Reading text
━━━━━━

4. 1984 Eastern Conference First Round (Game 5) – Bernard King Duels Isiah Thomas
Both the Pistons and the Knicks were looking to start their playoff run on a positive note in 1984. Playing each other in the first round proved to be a difficult task for both teams. Battling to a Game 5, New York found themselves down by close to 20 points late in the game. Someone had to step up for the Knicks.
Isiah Thomas would answer the call, running off 16 points in about a minute and a half. This performance would propel the game into overtime. However, Bernard King was hungrier. Playing with two dislocated fingers and sick (a nasty bout of the flu), King was determined to win. He ended up nabbing a double-double with 44 points and 12 rebounds. Behind the incredible performance of King, the Pistons ended up winning the game.
3. 1986 Eastern Conference First Round (Game 2) -Michael Jordan Scores 63 Points in One Game
It shouldn’t be a surprise to see MJ‘s presence on this list. Arguably the greatest player of all time, Jordan set numerous records during his time in the NBA. Besides possessing a penchant for winning championships, Jordan also holds a unique scoring record: the most points ever scored by a single player in one playoff game (since the 1984 playoffs). Early in his career, Michael had the privilege of appearing in the playoffs with the Bulls. He was adamant to make the most of it, and he absolutely exploded one night in 1986.
On April 20, 1986, the Garden in Boston was rocking as the Celtics were up 1-0 on the Bulls. Jordan was determined to change the Bulls’ losing ways, and scored a record 63 points. He shot 22-41 FG’s and hit 19-21 free throws. Oddly enough, he did not attempt a single 3-point shot. However, the Bulls ended up losing the game 135-131. Still, this performance helped establish the young Jordan as a player who possessed unique talent and a dangerous threat to his opponents.
2. 1957 NBA Finals (Game 7) – Rookies Bill Russell and Tommy Heinsohn Both Have Crazy Double-Doubles
Most rookies need time to adjust to the pressure and play of the NBA. They need to learn how the NBA game works and get used to the bigger bodies and quicker pace. However, two men decided that they didn’t need the time to adjust. They jumped in full force. And were rewarded with an NBA Championship.

━━━━━━

Data for analysis
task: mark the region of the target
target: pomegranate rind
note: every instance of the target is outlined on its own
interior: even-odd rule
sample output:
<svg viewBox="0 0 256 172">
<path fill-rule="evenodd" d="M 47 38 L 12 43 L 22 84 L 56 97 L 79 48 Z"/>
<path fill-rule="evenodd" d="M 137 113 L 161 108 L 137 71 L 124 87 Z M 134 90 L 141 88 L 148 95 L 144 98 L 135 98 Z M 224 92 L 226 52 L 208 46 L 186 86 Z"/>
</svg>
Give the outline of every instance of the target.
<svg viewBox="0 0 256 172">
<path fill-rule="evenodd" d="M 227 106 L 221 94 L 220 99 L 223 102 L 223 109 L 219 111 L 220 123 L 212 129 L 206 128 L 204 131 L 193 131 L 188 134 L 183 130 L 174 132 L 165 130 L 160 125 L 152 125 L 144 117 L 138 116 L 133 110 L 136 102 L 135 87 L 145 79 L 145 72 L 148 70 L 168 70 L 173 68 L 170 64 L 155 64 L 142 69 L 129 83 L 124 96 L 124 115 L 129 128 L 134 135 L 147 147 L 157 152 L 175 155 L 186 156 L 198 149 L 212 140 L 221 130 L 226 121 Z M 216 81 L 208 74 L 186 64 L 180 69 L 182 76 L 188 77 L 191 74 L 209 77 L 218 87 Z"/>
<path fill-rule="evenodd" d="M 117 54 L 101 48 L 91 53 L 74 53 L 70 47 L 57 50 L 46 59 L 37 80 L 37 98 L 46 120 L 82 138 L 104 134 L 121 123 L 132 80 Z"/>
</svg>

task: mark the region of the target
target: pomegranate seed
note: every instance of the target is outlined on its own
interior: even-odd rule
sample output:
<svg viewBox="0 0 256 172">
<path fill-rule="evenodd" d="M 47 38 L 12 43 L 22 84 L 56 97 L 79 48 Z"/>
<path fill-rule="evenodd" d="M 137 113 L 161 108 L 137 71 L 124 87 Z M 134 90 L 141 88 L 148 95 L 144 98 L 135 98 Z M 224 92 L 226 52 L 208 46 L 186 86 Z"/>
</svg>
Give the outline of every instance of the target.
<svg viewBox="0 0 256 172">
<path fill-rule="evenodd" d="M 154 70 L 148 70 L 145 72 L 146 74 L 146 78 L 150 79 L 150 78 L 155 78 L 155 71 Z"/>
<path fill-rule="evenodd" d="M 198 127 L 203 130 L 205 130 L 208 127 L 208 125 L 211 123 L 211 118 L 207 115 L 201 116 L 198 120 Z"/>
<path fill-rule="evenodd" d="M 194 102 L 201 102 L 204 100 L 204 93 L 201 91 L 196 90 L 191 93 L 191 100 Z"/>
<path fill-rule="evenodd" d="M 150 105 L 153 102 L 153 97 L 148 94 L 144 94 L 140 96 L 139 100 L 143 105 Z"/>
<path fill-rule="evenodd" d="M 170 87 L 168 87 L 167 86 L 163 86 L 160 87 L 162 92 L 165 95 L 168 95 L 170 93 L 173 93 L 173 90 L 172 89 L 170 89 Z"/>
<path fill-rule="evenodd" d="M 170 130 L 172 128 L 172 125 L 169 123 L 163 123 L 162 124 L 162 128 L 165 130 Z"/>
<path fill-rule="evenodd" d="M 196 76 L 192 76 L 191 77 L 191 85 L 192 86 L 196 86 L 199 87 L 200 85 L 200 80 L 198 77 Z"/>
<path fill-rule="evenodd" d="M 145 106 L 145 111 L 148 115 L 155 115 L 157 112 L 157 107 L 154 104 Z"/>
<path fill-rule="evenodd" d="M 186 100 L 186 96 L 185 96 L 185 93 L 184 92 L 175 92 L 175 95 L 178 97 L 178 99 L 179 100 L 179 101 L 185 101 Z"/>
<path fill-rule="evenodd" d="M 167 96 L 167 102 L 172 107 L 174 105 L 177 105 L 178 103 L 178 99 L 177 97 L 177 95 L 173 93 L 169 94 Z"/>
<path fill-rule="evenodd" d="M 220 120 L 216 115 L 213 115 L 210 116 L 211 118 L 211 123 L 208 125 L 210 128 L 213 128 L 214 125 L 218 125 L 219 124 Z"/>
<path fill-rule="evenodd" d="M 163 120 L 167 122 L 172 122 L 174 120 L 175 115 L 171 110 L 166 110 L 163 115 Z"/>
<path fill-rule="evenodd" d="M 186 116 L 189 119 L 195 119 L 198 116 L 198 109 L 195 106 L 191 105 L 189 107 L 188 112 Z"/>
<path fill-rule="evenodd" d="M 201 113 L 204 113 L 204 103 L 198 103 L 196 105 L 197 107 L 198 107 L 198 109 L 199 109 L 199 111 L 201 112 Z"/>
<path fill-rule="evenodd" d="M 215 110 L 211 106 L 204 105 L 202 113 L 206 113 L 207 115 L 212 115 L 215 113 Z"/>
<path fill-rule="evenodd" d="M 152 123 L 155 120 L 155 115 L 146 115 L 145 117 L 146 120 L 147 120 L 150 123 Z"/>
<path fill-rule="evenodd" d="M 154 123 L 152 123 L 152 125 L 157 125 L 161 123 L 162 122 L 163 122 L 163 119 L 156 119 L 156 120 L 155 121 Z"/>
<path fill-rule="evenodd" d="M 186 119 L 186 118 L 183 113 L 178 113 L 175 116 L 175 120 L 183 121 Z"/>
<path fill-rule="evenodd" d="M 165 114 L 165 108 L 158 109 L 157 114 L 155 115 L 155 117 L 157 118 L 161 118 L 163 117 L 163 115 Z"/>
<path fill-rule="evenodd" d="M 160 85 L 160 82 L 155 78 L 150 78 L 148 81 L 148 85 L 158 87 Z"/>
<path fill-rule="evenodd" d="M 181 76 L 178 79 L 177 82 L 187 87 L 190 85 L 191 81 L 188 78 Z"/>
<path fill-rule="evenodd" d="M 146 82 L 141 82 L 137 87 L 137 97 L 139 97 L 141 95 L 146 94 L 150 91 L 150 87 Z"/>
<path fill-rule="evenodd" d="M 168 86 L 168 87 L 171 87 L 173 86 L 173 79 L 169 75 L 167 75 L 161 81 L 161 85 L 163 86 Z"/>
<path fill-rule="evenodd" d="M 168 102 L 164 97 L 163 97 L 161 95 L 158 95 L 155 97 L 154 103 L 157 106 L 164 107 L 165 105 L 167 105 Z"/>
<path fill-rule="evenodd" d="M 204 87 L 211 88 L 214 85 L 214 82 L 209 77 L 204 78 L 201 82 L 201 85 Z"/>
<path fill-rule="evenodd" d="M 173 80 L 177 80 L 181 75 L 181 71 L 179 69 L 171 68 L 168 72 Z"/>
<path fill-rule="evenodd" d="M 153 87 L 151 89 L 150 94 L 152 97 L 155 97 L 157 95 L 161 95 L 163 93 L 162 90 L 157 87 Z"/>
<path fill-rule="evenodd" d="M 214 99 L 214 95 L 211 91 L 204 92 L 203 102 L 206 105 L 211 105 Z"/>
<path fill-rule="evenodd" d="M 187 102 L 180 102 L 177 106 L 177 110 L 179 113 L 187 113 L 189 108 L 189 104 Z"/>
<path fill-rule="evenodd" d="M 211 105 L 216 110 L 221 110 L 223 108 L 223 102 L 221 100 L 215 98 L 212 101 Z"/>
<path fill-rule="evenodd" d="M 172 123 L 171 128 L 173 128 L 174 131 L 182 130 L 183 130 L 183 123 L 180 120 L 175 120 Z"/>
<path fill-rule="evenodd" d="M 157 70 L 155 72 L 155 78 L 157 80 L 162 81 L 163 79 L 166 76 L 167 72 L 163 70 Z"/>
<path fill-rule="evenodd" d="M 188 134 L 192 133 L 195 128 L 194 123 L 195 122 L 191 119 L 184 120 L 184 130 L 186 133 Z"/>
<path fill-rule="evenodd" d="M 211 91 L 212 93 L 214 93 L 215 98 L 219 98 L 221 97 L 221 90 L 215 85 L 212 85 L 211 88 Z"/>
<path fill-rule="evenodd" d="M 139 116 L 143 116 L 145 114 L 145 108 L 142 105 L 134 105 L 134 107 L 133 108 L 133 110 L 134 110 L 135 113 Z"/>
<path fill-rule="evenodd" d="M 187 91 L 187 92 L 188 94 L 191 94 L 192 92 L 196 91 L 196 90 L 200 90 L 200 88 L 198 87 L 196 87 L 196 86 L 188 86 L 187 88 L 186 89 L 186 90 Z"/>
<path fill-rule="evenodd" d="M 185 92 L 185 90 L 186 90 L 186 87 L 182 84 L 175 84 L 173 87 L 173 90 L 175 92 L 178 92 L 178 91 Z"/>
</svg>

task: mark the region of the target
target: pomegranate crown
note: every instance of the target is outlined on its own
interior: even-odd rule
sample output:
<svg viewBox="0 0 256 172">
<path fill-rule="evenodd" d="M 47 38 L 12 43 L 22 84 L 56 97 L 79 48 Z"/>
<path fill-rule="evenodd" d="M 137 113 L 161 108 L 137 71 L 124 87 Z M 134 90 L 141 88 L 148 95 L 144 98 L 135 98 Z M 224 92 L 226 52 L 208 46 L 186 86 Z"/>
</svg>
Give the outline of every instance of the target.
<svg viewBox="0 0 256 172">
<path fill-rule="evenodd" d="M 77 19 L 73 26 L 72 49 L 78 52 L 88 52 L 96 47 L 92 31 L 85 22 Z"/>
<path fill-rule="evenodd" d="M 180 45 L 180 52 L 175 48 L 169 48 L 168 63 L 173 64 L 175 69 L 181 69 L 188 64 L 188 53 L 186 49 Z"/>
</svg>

━━━━━━

Task instructions
Pick up the piece on great NBA playoff games after its last sentence and keep writing it. The data is separate material and has nothing to do with the piece on great NBA playoff games.

Output for this task
Future Hall of Famers Bill Russell and Tommy Heinsohn were just getting their feet wet in professional basketball in 1956. Entering the playoffs, the two players were eager to see if they had what it takes to become NBA champions. In a Finals series for the ages, it all came down to Game 7 of the NBA Finals. That’s when Russell and Heinsohn both stole the spotlight. Russell scored a decent 19 points… with 32 rebounds. And Tommy added an astonishing 37 points and 23 rebounds. They led the Celtics to a championship and began a dynasty that is yet to be rivaled.
1. 1998 NBA Finals (Game 6) – Jordan Beats Jazz
It’s probably the most iconic moment in NBA and US sports history. The tale has been mentioned in movies, television shows, and numerous songs. When you think of Michael Jordan, you think of “clutch”. That’s exactly what Jordan was on June 14th, 1998. As the final minute of the game progressed, the Bulls found themselves losing to Karl Malone and the Utah Jazz. The game plan for the Bulls? Get the ball to #23.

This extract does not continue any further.